### DIRECTIONS FOR THIS TASK
The response must contain every line of the records that follow, duplicated exactly.

********************

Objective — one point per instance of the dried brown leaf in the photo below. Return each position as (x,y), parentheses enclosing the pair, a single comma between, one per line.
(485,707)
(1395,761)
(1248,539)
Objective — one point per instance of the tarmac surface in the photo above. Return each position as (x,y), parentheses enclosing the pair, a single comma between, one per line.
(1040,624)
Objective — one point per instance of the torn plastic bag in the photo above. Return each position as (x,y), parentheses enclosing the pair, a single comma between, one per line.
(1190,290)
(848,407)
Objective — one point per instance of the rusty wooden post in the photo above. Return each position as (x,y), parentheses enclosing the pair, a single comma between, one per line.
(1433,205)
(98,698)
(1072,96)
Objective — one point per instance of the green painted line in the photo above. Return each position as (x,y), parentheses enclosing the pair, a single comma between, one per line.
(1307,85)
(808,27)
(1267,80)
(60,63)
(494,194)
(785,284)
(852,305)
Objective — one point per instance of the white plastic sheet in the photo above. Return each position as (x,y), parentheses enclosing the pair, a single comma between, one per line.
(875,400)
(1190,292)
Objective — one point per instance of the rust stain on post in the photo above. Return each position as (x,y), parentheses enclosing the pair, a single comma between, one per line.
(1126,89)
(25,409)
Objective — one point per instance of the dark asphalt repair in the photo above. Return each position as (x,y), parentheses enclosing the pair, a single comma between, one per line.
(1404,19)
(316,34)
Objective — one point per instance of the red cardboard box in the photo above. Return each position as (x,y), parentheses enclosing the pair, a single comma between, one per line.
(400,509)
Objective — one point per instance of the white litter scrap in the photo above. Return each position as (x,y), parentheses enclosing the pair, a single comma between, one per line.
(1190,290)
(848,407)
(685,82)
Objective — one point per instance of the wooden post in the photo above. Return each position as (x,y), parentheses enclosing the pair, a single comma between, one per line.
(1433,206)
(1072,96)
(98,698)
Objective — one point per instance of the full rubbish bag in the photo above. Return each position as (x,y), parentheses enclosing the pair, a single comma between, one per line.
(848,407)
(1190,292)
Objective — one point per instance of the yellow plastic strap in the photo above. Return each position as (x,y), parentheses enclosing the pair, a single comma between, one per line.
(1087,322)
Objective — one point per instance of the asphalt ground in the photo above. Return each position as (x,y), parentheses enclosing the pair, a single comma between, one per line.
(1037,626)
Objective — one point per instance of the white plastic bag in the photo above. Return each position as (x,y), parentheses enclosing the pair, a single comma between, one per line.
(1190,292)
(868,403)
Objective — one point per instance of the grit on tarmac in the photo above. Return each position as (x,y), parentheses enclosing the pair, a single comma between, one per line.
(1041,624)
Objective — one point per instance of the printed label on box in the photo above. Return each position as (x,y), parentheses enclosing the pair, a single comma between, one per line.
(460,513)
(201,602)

********************

### FINISHED EXERCISE
Objective — one point per instance of the dried brown leaf in the photo below. Return each position as (x,y), parentheses enclosing the pair, a single comma between, one per line.
(485,707)
(1395,761)
(1248,539)
Objective — one point per instance of the tarmac surface in the photo above. Return each position as (x,y), parentheses enclosing the pair, a single comma between, one per line.
(1040,624)
Objective — one point per instance of the torn plastic bag in the photo above. Return each position as (x,y), parentheses enclosing the pair, a single comma between, one per line.
(1190,290)
(848,407)
Objective — one point per instance of the rusty wooden post in the photo above. Return each position as (x,y), parentheses enclosing the pair, a single comma between, one per line.
(1433,205)
(98,698)
(1072,96)
Objective — one point per instance of the green painted line in the photo above. Return each position as (x,y), parentheses enclosing the pair, a single comma between, one per line.
(1307,85)
(808,27)
(1267,80)
(60,63)
(494,194)
(785,284)
(852,305)
Objective — one point per instance of the white plastic sheet in the photo above. Return each position as (x,y), parentheses enclosing the pair, a single comma between, one per line.
(875,400)
(1190,292)
Objective — one point per instance of the rust stain on post in the photo above. Return each position as (x,y), parentheses enclosing the pair, a single comma between, one per line.
(1126,89)
(25,409)
Objective — one point per instance of the dark asphalt repair in the photo above. Return each position as (x,y), parentheses enclosing the pair, a single comma between, one per line.
(1404,19)
(316,34)
Objective — one point per instance of the red cardboard box in the photo above. Return each position as (x,y), parentheses enclosing the pair, a single comma between, one per line.
(400,509)
Objective — one point per instance of the white litter scrap in the photo above. Return each position as (x,y), parentheses enclosing the pair, a single comma between, one per line.
(1190,290)
(848,407)
(685,82)
Objective — one point per instance of the wooden post in the photo above. Return each position as (x,y), parentheses enclosing the pair, a single comma between, one per line.
(1433,206)
(1072,96)
(98,698)
Objective — one point per instance of the full rubbish bag in the photo above. Return each position as (x,y), parentheses enclosing the pair, a single comma between, one per line.
(848,407)
(1190,292)
Objective — one point per instance of the yellow plastic strap in the photo above. Return each position as (x,y), parentheses enclosing the pair, a single comma between, one per line.
(1087,322)
Objective — one point per instance of the asphalt ground in the photo above. Return each position as (x,y), parentheses enclosing the pair, a single comma between, one per line.
(1037,626)
Objective — one point per instance of the white plastic bag in the photo above. Return each position as (x,y), parentheses enclosing the pair, a single comma between, one per line.
(1190,292)
(868,403)
Objective — one point per instance of the grit on tarmac in the photo above. Return each position as (x,y), parentheses enclosing the pair, a single comma between, one per line.
(1041,624)
Objective — one point per instance of the printed label on box in the photo above. Return each position as (x,y), parentheses enclosing the pair, a single comma between, one per line.
(460,513)
(201,602)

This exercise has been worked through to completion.